Energy Efficiency Leads Home Buyers' Preference List

Washington, DC, February 16, 2021-Energy efficiency is a primary driver in home buyer preferences, according to research from NAHB.

In summer 2020, NAHB surveyed more than 3,000 home buyers, both recent and prospective, on the types of features they prefer to have in their home, including eco-friendly components and designs. Top features included:

* Energy Star-rated windows and appliances

* Efficient lighting that uses less energy than traditional bulbs

* Energy Star rating for the whole house

“There are a wide range of green features that buyers feel are desirable,” noted Paul Emrath, Ph.D., VP of surveys and housing policy research at NAHB. “Energy efficiency, though, tops the list of what they most want.”

The majority of buyers prefer to go green when provided the option, such as incorporating passive solar design (60%) and durable materials (66%) into their homes. Buyers are also willing to invest in features that help lower their utility bills, with the average buyer willing to pay as much as $9,292 more upfront for a home to save $1,000 annually on utility costs.

Buyers are generally willing to spend more green certifications as well, including more than $2,000 upfront for a home certified to an above-code standard for health and wellness - features that have becoming increasingly important in the wake of COVID-19.

“We’re doing a lot more in our homes now,” observed Brandon Bryant, founder of Red Tree Builders, a green home building company in Asheville, North Carolina. “So in turn our homes needs to do a lot more for us.”

Examples of features that incorporate health and wellness include zone heating, purified air appliances such as UVC fans, indoor air quality sensors and a connection to the outdoors help residents live comfortably and safely in their homes. Buyers may not realize that many of these features are also inherently energy efficient, and meet a number of additional housing and lifestyle desires.

“Education is key,” Bryant added. “We’ve got to teach people how to live in green homes, how these homes operate and even before we build to let them know what we could do because a lot of times we could do so much more for their life.”

────────────────────

Instructions to follow: Reproduce, word for word, the part of the article on home buyers and energy efficiency from "Buyers are generally" to "wake of COVID-19.".

Extracted data:
────────────────────

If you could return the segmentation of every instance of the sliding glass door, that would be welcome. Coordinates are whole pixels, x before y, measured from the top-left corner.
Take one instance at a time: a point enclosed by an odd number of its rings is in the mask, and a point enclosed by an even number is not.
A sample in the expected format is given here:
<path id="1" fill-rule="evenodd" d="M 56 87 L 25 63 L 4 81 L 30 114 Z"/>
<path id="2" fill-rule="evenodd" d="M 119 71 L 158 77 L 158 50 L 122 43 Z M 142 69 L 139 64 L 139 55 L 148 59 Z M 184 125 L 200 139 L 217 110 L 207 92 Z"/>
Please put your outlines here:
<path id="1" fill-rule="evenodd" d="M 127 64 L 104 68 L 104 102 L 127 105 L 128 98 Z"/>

────────────────────

Solution to the problem:
Buyers are generally willing to spend more green certifications as well, including more than $2,000 upfront for a home certified to an above-code standard for health and wellness - features that have becoming increasingly important in the wake of COVID-19.